Text under study ->
-- -- --
Failed consistency checks are a sign that some step in the above is broken.
Now, the reason why GPT-4 fails our tests is almost certainly not hidden goals making it lie, but failures in its world model and reasoning.

But, as AI systems get better and better world models and reasoning abilities, failures of consistency will both get rarer and become a better signal of lying.
Interactive consistency checks, in the form of interrogation or some versions of debate, may be more useful for making it harder for AI to lie to us.

There is no direct connection with Contrast-Consistent Search

Multiple people said something in this work reminded them of Discovering Latent Knowledge in Language Models Without Supervision. Both papers have something to do with model truthfulness; and both papers use the same operationalization of truth: consistency with itself.

However, the similarity ends here, as our paper is mostly behavioral testing, while their paper uses internal model state to elicit latent knowledge.

Evaluating legal decisions as a testbed for evaluating hard moral decisions

As transformative AI happens, consistency checks can be a natural evaluation strategy on moral or legal questions, where we can’t agree on what is correct.

Our common moral intuitions are finetuned on the world we live in and the worlds our ancestors lived in. If the world changes drastically in a short amount of time, human preferences might not be so confident anymore.
However, as the bail example shows, simple moral rules generalize much further when used for checking consistency between different decisions than when used for checking correctness of a single decision.

Future work

There are two clear directions for future work:

Interactive checks probing for consistency, using another model as an interrogator.

This can be taken into the direction of debate: how do we detect lying in a strong model, preferably using a weaker model we trust? However, there are ideas in safety-agnostic evaluation as well: automated cross-examination can be used to falsify factual claims on tasks where ground truth is unavailable.

Big, better static benchmark for language models.

The tests can go much deeper than semantic invariance; our Bayes’ rule check is just a glance at how complex the equalities and inequalities defining a consistent world model can get. Consistency checks can also not rely on logical consistency, but incorporate a prior on the world model, and return an implausibility score.
-- -- --
Requirement 1 -> According to the passage on AI consistency checks, what is almost certainly the reason GPT-4 fails the tests?
Requirement 2 -> Continue the passage on AI consistency checks from its final sentence.

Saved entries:
-- -- --
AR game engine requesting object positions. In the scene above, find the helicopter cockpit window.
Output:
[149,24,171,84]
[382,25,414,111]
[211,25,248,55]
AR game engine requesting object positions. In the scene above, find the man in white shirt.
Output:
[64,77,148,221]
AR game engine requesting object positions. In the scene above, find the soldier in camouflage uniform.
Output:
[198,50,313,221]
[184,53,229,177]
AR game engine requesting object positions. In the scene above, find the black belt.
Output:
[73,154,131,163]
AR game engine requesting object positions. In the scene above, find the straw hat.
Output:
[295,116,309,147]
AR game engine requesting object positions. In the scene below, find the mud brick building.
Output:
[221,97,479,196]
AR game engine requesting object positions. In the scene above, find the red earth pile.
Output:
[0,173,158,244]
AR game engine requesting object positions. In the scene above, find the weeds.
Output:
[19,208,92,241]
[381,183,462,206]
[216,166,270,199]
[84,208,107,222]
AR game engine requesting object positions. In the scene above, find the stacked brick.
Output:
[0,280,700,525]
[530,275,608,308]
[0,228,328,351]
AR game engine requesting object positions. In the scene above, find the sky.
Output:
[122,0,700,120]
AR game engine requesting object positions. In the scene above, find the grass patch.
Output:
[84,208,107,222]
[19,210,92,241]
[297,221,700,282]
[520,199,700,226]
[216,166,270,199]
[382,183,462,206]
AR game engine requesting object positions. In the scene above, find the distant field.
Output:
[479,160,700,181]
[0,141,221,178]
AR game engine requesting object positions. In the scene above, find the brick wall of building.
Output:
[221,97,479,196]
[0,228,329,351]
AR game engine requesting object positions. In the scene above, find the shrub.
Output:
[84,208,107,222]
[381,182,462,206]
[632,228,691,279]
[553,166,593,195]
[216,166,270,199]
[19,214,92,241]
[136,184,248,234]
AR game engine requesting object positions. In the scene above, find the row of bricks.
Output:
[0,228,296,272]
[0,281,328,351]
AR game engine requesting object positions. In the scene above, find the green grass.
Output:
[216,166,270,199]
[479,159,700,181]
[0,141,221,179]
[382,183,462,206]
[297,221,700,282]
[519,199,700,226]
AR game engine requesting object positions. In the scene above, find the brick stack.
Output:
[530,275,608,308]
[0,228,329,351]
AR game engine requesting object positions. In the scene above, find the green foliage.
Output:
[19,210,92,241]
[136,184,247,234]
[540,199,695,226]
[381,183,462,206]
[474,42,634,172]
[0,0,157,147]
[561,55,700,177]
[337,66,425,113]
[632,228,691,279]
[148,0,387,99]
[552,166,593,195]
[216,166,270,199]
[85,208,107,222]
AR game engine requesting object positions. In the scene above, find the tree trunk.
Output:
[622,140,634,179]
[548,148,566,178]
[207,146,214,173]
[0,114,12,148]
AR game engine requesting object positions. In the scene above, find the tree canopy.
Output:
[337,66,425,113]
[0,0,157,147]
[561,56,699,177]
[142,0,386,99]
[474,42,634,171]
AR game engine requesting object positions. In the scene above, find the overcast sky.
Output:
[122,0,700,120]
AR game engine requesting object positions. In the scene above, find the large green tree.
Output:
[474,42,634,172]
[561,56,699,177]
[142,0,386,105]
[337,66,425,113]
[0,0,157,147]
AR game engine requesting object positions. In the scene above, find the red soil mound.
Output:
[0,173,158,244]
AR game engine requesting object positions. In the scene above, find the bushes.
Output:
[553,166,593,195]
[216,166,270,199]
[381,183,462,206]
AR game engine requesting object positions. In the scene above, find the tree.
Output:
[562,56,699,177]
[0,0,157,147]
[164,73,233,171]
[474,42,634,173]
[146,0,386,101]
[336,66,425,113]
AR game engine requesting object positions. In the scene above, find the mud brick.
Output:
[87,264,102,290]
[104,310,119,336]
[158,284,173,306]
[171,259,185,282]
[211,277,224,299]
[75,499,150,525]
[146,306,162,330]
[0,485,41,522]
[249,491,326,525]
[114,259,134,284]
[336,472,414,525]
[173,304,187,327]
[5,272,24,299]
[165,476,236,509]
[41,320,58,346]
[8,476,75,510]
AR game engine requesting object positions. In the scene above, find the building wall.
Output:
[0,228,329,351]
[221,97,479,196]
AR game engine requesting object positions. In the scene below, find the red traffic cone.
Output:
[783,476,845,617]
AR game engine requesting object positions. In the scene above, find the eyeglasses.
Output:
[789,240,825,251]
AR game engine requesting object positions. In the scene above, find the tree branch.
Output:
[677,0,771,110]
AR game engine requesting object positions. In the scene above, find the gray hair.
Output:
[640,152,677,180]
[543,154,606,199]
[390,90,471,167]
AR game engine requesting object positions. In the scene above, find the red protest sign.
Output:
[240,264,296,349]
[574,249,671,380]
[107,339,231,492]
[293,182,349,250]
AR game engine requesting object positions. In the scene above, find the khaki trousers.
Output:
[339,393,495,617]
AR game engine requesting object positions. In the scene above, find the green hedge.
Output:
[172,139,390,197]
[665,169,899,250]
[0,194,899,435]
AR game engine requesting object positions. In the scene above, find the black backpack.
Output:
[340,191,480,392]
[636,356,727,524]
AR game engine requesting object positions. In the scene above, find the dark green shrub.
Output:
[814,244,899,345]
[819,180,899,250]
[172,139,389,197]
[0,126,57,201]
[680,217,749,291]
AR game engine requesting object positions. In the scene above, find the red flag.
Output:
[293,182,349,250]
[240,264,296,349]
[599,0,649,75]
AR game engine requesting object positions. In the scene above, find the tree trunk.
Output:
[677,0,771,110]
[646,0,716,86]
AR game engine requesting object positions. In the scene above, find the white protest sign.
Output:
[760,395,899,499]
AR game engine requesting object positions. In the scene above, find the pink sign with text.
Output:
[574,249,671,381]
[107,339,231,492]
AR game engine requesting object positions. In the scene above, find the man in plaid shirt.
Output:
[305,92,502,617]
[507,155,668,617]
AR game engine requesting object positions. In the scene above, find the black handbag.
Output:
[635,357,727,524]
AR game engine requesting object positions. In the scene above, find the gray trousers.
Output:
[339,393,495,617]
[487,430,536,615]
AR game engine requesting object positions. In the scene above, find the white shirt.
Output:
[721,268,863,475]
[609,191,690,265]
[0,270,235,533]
-- -- --
Written reply 1 -> Failures in its world model and reasoning, not hidden goals making it lie.

Written reply 2 ->
We think that a consistency benchmark in the spirit of our forecasting checks could become a standard tool in the evaluation toolbox for powerful AI models.

^
We make some minor adjustments to the default settings, to account for hardware and force deterministic behavior. See Appendix B of the paper for details.
^
We introduce a violation metric in [0, 1] for each consistency check type, and say a check is strongly violated if it has violation greater than what P(event) + P(¬event) = 80% gets. Determining “equivalent” thresholds for different consistency checks is a design decision, and further work on consistency benchmarks should resolve this in a principled way.
^
The k-safety paper actually does a similar experiment on the COMPAS dataset as we do.
^
These experiments, however, are on a LEGAL-BERT encoder-only model from 2020, hence not necessarily transferable to models such as GPT-4.
^
Recommended moves are a bad choice for consistency checks, in multiple ways. Two radically different position evaluators can easily choose the same move; and conversely, a miniscule change in position evaluation might cause a switch between two equally good moves.
^
Two examples: (1) the cyclic exploit from Adversarial Policies Beat Superhuman Go AIs took a lot of computation to find, even in the most favorable white-box attack setting;
(2) gradient-based attacks on language models tend to be bad, and we currently rely on human creativity to find good attacks. A few days ago, Zou et al. produced a notable exception, but it looks much more involved than adversarial attacks in computer vision, and if defenses are applied we might be back to square one.